» Source
........

Introduction

This report analyzes wine quality data from 1599 red wine samples produced in northern Portugal. The goal is to make inferences about key population parameters using the sample data.

The analysis is structured in three parts:

  1. Inference for Density – Using both the Central Limit Theorem (CLT) and bootstrap methods to estimate the population mean, quantify its variability, construct confidence intervals, and assess whether a normal distribution is appropriate for modeling this variable.

  2. Inference for Residual Sugar – Addressing the challenges posed by skewness in the distribution, and applying both CLT (when appropriate) and bootstrap methods to evaluate the mean and its uncertainty, while also considering alternative distributional models.

  3. Inference for Excellent Wines – Treating wine quality classification as a binary outcome, we estimate the population proportion of excellent wines, construct confidence intervals using both CLT and bootstrap methods, and compare the two approaches.

Dataset and Packages

I will load in my data set first from the downloaded wine+quality zip file, and import any packages for the report.

# Load the dataset and packages
library(ggplot2)
library(dplyr)
library(tidyr)
library(patchwork)
library(stats4)

red_df <- read.csv("wine_quality_data/winequality-red.csv", sep = ';')
white_df <- read.csv("wine_quality_data/winequality-white.csv", sep = ';')

1. Inference for Density

This section examines the variable ‘density’ from 1599 red wine samples.

Instructions:

a. Provide an estimate of μ based on the sample;

# Estimating μ based on red_df sample
mu.hat.density <- mean(red_df$density)
mu.hat.density
## [1] 0.9967467


b. Use the Central Limit Theorem (CLT) to quantify the variability of your estimate;

# Creating variable 'n' to store count of sample data
n <- nrow(red_df)

# Creating variable 'sd.density' to store the standard deviation of the 
# variable density
sd.density <- sd(red_df$density)

# Creating variable 'sd.mu.hat.density' to store the standard deviation of the 
# sample means 
sd.mu.hat.density <- sd.density/sqrt(n)

........

» Set tasks
**a)** Please answer these questions about the wine quality report:
(i) How many red wine samples does it analyze, and where were they produced?
(ii) What separator is passed to read.csv when the two data files are loaded?
(iii) What value is printed as the estimate of μ for density?
**b)** Extend the wine quality report beyond its last line of code.

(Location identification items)
........

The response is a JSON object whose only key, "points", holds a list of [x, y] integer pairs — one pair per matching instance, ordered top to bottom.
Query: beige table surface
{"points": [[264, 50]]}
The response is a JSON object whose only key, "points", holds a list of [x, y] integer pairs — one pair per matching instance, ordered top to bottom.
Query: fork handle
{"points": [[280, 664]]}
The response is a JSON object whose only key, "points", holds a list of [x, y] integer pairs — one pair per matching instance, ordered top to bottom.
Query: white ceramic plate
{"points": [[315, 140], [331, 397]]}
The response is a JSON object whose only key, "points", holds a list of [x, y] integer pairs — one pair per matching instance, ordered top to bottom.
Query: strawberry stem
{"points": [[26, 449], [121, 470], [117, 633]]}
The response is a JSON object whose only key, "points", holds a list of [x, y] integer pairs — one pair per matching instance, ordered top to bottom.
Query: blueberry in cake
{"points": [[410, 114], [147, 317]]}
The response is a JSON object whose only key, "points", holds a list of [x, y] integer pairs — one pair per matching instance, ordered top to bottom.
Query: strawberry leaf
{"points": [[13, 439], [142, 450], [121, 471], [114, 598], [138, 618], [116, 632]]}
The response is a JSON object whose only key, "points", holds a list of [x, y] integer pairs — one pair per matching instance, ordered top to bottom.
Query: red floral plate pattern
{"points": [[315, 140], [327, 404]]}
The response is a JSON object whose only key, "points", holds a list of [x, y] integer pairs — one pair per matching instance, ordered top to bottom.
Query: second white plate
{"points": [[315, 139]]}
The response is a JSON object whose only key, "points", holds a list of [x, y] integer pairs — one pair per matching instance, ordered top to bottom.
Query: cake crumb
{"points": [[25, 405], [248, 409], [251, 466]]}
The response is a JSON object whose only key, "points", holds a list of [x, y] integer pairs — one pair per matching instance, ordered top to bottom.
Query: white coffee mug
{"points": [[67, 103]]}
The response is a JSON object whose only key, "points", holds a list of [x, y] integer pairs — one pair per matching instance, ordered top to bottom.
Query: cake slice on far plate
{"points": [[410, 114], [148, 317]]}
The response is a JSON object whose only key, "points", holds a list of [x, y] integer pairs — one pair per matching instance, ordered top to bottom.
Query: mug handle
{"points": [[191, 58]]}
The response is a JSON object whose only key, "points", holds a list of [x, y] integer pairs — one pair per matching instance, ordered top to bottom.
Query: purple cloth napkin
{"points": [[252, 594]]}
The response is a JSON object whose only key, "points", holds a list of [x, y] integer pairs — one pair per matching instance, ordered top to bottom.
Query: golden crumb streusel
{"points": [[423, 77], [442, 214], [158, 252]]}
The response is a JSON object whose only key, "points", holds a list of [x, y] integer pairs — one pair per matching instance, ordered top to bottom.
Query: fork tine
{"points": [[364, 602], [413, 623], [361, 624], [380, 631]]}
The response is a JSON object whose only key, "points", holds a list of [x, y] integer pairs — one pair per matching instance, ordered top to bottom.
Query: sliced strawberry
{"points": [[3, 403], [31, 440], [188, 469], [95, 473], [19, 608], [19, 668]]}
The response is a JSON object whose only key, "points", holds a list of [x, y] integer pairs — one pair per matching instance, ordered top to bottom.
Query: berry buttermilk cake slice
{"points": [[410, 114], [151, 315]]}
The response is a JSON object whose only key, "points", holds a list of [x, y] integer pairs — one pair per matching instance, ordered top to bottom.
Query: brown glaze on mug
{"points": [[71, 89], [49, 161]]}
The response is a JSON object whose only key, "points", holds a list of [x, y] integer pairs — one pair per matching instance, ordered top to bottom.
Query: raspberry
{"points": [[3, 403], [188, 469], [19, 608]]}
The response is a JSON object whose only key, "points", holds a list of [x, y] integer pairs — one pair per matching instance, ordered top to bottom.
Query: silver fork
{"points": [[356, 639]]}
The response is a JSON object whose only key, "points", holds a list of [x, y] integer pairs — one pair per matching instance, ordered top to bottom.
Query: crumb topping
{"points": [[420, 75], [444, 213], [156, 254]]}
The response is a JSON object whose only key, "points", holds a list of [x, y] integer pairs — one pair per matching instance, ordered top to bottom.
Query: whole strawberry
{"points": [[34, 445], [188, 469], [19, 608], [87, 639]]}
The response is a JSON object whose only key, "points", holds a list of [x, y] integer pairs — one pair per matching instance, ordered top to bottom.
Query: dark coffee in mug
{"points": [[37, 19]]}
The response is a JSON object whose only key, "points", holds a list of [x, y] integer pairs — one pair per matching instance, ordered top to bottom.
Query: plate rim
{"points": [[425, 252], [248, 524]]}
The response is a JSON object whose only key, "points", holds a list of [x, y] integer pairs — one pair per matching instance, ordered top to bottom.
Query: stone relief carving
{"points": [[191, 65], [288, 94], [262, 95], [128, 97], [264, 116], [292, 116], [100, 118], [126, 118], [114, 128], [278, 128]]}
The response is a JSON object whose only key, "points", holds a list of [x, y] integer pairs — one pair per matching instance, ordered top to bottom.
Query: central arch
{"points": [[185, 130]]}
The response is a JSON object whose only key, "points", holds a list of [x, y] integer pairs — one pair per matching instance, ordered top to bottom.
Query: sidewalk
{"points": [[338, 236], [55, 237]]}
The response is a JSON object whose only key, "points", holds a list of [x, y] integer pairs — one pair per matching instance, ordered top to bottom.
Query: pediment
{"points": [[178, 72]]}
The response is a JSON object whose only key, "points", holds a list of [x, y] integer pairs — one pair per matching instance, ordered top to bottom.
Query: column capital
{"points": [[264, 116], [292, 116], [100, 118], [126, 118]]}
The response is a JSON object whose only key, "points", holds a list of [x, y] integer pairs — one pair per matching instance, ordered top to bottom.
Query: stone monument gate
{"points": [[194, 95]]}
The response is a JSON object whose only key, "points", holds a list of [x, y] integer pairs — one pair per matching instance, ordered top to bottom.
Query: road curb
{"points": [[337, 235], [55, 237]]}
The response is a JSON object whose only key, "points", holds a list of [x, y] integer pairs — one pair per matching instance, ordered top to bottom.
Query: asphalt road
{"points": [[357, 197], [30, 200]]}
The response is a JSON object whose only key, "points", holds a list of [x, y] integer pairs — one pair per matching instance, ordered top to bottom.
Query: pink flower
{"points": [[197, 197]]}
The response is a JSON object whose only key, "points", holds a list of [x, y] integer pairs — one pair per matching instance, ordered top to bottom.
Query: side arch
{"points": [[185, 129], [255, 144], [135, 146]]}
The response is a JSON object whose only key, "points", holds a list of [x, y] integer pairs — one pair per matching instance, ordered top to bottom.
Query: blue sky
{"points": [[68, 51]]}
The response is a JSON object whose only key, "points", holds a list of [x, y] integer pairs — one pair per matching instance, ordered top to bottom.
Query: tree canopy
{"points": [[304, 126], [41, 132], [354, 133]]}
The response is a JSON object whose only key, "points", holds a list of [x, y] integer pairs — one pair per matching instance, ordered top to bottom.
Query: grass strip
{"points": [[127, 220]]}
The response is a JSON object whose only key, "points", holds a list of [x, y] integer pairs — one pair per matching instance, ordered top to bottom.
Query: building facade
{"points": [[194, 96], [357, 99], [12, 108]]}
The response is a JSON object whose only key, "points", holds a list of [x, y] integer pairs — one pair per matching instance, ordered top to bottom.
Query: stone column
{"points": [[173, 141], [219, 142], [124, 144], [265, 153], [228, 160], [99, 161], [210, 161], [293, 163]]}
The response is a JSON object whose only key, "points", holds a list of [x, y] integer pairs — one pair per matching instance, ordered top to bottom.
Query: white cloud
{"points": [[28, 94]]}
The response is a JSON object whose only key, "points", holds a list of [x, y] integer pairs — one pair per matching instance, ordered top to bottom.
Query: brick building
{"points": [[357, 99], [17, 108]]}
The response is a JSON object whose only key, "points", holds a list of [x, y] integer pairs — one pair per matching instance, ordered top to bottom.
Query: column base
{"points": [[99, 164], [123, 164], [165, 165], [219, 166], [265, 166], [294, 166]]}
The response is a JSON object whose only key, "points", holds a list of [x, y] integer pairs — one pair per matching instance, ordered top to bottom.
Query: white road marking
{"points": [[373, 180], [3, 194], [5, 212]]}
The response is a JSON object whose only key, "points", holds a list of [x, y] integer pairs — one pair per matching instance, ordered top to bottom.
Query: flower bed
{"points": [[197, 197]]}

........

» The results
**a)**
(i) 1599 red wine samples, produced in northern Portugal.
(ii) A semicolon (sep = ';').
(iii) 0.9967467

**b)**
sd.mu.hat.density
## [1] 4.71981e-05

The CLT tells us that if we repeatedly sampled 1599 bottles of red wine and computed the mean density each time, those means would vary around the true population mean μ with a standard deviation of about 0.0000472.

This means our estimate of μ (0.9967) is very precise, with only tiny sampling variability.


c. Use the CLT to give a 95% confidence interval for μ.

# Upper and lower bounds of the 95% interval
mu.hat.density.CI <- c(mu.hat.density - 2 * sd.mu.hat.density, mu.hat.density + 2 * sd.mu.hat.density)
mu.hat.density.CI
## [1] 0.9966523 0.9968411

The 95% confidence interval for μ using the CLT is (0.9966523, 0.9968411).


d. Use the bootstrap method to do parts b and c, and compare the results with those obtained from the CLT. State your findings.

  • Using the Bootstrap method to quantify the variability of my estimate;
mu.hat.set <- NULL ### Used to store mu.hat’s

for(k in 1:2000){ ### Repeat sampling 2000 times
  sample.bootstrap <- sample(red_df$density, size = 1599, replace = T)
  mu.hat <- mean(sample.bootstrap)
  mu.hat.set[k] <- mu.hat
}

sd(mu.hat.set)
## [1] 4.726196e-05

The Bootstrap method also yields a standard deviation of about 0.0000473.


  • Using the Bootstrap Method to give a 95% confidence interval for μ
# Upper and lower bounds of the 95% interval
quantile(mu.hat.set, probs = c(0.025,0.975))
##      2.5%     97.5% 
## 0.9966554 0.9968402

The 95% confidence interval for μ using the Bootstrap Method is (0.9966, 0.9969).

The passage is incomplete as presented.